» Exercise details
Set down the whole listing verbatim.

-- Start Input material --

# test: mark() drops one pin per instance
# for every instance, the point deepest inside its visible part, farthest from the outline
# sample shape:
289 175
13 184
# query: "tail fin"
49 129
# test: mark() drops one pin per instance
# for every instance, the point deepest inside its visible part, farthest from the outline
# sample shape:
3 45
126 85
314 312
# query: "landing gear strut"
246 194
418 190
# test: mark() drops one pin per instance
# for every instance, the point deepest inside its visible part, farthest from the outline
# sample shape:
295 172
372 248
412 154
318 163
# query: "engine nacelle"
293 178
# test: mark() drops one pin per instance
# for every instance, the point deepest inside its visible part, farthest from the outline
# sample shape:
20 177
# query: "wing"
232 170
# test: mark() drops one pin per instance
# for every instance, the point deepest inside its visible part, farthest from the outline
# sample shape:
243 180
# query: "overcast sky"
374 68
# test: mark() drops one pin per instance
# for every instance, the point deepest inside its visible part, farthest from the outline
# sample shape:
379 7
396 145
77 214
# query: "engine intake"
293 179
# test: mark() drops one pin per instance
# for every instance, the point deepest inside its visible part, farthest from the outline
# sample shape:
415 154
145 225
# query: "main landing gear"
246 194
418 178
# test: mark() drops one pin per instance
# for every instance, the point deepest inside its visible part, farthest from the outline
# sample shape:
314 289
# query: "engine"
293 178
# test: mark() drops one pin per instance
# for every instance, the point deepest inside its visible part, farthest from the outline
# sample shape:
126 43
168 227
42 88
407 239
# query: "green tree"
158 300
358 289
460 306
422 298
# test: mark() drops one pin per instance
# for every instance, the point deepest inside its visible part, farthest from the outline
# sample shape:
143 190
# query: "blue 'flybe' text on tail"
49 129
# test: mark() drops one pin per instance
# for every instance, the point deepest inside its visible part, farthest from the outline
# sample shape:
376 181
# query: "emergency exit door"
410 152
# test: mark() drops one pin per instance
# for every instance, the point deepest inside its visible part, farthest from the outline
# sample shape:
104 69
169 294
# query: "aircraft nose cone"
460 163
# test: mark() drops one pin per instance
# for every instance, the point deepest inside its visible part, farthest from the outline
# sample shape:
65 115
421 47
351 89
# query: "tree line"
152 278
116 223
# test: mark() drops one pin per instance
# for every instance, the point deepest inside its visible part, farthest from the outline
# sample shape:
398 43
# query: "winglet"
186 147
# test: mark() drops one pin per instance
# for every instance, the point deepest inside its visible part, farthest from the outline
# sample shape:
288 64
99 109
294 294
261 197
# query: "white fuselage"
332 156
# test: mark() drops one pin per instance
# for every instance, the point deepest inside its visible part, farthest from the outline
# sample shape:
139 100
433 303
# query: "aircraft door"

-- End Input material --

» Result of the task
# test: mark() drops one pin per instance
# for every instance, the point deepest inside its visible part, farthest from the outline
# sample shape:
289 175
13 184
# query: "tail fin"
49 129
# test: mark() drops one pin per instance
# for every instance, the point deepest inside its visible part, farthest from the outline
# sample shape:
3 45
126 85
314 312
# query: "landing gear strut"
246 194
418 190
# test: mark() drops one pin per instance
# for every instance, the point deepest inside its visible part, farthest from the outline
# sample shape:
295 172
372 248
412 154
318 163
# query: "engine nacelle"
293 178
# test: mark() drops one pin per instance
# for every instance, the point deepest inside its visible part, farthest from the outline
# sample shape:
20 177
# query: "wing"
232 170
# test: mark() drops one pin per instance
# for every instance, the point deepest inside its visible part, farthest from the outline
# sample shape:
243 180
# query: "overcast sky"
374 68
# test: mark() drops one pin per instance
# for every instance, the point deepest inside its visible part, farthest from the outline
# sample shape:
379 7
396 145
77 214
# query: "engine intake"
293 179
# test: mark() drops one pin per instance
# for every instance, the point deepest inside its visible part, farthest from the outline
# sample shape:
415 154
145 225
# query: "main landing gear"
246 194
418 178
# test: mark() drops one pin per instance
# for every instance, the point deepest inside its visible part, farthest from the outline
# sample shape:
314 289
# query: "engine"
293 178
# test: mark() drops one pin per instance
# for every instance, the point deepest inside its visible part, farthest from the outline
# sample shape:
126 43
168 227
42 88
407 239
# query: "green tree"
158 300
358 289
460 306
422 298
# test: mark() drops one pin per instance
# for every instance, the point deepest inside its visible part, farthest from the outline
# sample shape:
143 190
# query: "blue 'flybe' text on tail"
49 129
# test: mark() drops one pin per instance
# for every instance, the point deepest inside its visible part, farthest from the outline
# sample shape:
376 181
# query: "emergency exit door"
410 152
# test: mark() drops one pin per instance
# for every instance, the point deepest inside its visible part, farthest from the outline
# sample shape:
104 69
169 294
# query: "aircraft nose cone"
460 163
# test: mark() drops one pin per instance
# for every instance, the point deepest inside its visible part, farthest from the outline
# sample shape:
65 115
421 47
351 89
# query: "tree line"
152 278
116 223
# test: mark() drops one pin per instance
# for every instance, the point deepest inside its visible part, farthest from the outline
# sample shape:
398 43
# query: "winglet"
186 147
# test: mark() drops one pin per instance
# for every instance, the point deepest inside its visible part, farthest from the outline
# sample shape:
288 64
99 109
294 294
261 197
# query: "white fuselage"
332 156
# test: mark() drops one pin per instance
# for every instance, the point deepest inside its visible part, farthest from the outline
# sample shape:
139 100
433 303
# query: "aircraft door"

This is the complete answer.